▸ EXERCISE OBJECTIVE
Copy the passage of the stock option agreement from "NOW, THEREFORE, in" up to and including "in the Plan.".

▸ EXCERPTED TEXT
____________________
AMERICAN GOLDFIELDS INC
STOCK OPTION AGREEMENT
This Stock Option Agreement (this "Agreement") is entered into as of
July 12, 2006 by and between American Goldfields Inc., a Nevada corporation
(the "Corporation"), and Xxxxxx Xxxx (the "Optionee").
WHEREAS, the Corporation desires to afford the Optionee an opportunity
to purchase certain Shares of the Corporation's common stock so as to acquire
a proprietary interest as a shareholder of the Corporation and to provide the
Optionee with an incentive to use his best efforts in the service of the
Corporation.
NOW, THEREFORE, in consideration of the premises and mutual covenants
set forth below, the parties agree as follows:
1. Grant of Option.
The Corporation hereby grants to Optionee the right to purchase up to the
aggregate number of Shares set forth in Exhibit A attached hereto at the
exercise price per Share stated therein. The right to purchase such Shares
shall be subject to all of the provisions, terms and conditions set forth in
this Agreement and in the AMERICAN GOLDFIELDS INC 2004 STOCK OPTION PLAN (the
"Plan"), a copy of which is annexed hereto and made a part hereof. Unless
defined in this Agreement, capitalized terms used herein shall have the
meaning ascribed to them in the Plan.
2. Vesting Schedule and Expiration.
This Option shall not be exercisable prior to the vesting date set forth in
Exhibit A attached hereto or subsequent to the expiration date set forth
therein unless extended by the Board of Directors or the Option Committee.
During the exercise period, the Option may be exercised by the Optionee (or
such other person or persons authorized to exercise Options under the Plan),
in whole or in part, from time to time, subject to the maximum percentage of
Options then exercisable in accordance with the schedule set forth in Exhibit
A attached hereto. The Corporation agrees to maintain during such exercise
period a sufficient number of Shares (which may be authorized and unissued
Shares or issued Shares that have been reacquired by the Corporation)
corresponding to the number of unexercised Options granted to the Optionee
after taking into account any Share adjustment under the Plan.
3. Restrictions on Transferability of Options.
This Option may not be transferred by the Optionee other than by will or the
laws of descent and distribution and may be exercised during the Optionee's
lifetime only by the Optionee or the Optionee's guardian or legal
representative. A transfer of an Option by will or the laws of descent and
distribution shall not be effective unless the Option Committee shall have
been furnished with such evidence as it may deem necessary to establish the
validity and effectiveness of the transfer. Any attempted transfer of the
Options made in violation of this Agreement shall be null and void and of no
force or effect.
____________________
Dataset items

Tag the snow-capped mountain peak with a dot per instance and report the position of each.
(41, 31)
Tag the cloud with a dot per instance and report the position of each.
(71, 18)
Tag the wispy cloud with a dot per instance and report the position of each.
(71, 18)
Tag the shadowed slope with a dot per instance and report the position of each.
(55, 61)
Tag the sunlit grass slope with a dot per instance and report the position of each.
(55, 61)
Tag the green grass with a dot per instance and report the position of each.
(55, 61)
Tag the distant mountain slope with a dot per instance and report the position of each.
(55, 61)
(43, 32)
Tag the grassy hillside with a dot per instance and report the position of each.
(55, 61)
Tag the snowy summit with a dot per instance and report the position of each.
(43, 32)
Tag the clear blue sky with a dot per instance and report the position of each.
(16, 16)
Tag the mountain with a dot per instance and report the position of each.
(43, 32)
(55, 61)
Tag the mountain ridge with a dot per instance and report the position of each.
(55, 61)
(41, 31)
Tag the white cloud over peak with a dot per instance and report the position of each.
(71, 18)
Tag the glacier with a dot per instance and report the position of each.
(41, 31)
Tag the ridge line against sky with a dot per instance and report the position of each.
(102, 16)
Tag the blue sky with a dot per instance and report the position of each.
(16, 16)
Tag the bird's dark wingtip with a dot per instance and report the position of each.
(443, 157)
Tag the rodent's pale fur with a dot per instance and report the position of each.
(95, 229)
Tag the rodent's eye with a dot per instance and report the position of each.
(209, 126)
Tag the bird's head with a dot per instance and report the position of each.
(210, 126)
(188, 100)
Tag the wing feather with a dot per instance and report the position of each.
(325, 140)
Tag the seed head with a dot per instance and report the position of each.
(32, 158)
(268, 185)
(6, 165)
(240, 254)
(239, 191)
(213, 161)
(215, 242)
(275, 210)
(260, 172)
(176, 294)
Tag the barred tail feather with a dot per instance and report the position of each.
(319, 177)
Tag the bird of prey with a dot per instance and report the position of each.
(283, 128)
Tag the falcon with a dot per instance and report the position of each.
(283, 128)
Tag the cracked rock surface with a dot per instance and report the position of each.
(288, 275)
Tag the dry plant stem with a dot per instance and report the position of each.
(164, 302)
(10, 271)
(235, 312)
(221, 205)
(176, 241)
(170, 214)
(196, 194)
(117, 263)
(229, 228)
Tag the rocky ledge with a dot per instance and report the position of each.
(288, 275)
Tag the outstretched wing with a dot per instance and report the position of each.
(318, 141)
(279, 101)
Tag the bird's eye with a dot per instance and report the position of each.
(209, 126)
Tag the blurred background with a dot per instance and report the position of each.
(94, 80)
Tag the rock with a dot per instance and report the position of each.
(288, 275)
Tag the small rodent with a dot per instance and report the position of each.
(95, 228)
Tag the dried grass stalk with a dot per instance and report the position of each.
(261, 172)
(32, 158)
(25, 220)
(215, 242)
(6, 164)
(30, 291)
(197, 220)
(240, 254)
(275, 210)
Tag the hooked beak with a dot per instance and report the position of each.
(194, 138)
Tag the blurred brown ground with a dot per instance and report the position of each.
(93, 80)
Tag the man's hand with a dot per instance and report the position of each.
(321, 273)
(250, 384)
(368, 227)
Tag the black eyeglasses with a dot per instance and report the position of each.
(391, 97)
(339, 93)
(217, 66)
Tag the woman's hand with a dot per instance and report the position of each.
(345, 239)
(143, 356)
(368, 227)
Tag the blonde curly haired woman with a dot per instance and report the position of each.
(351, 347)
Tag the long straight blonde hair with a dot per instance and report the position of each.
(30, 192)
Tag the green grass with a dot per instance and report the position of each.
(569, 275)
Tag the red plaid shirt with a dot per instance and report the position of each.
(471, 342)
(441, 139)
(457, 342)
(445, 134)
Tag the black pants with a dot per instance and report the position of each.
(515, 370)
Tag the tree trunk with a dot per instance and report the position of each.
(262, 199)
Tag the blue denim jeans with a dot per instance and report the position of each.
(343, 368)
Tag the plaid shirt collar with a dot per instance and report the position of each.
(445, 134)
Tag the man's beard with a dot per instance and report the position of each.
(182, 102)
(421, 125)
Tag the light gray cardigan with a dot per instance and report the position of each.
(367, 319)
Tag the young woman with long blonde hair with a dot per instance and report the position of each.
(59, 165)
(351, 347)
____________________
▸ ANSWER FOR THE TASK
NOW, THEREFORE, in consideration of the premises and mutual covenants
set forth below, the parties agree as follows:
1. Grant of Option.
The Corporation hereby grants to Optionee the right to purchase up to the
aggregate number of Shares set forth in Exhibit A attached hereto at the
exercise price per Share stated therein. The right to purchase such Shares
shall be subject to all of the provisions, terms and conditions set forth in
this Agreement and in the AMERICAN GOLDFIELDS INC 2004 STOCK OPTION PLAN (the
"Plan"), a copy of which is annexed hereto and made a part hereof. Unless
defined in this Agreement, capitalized terms used herein shall have the
meaning ascribed to them in the Plan.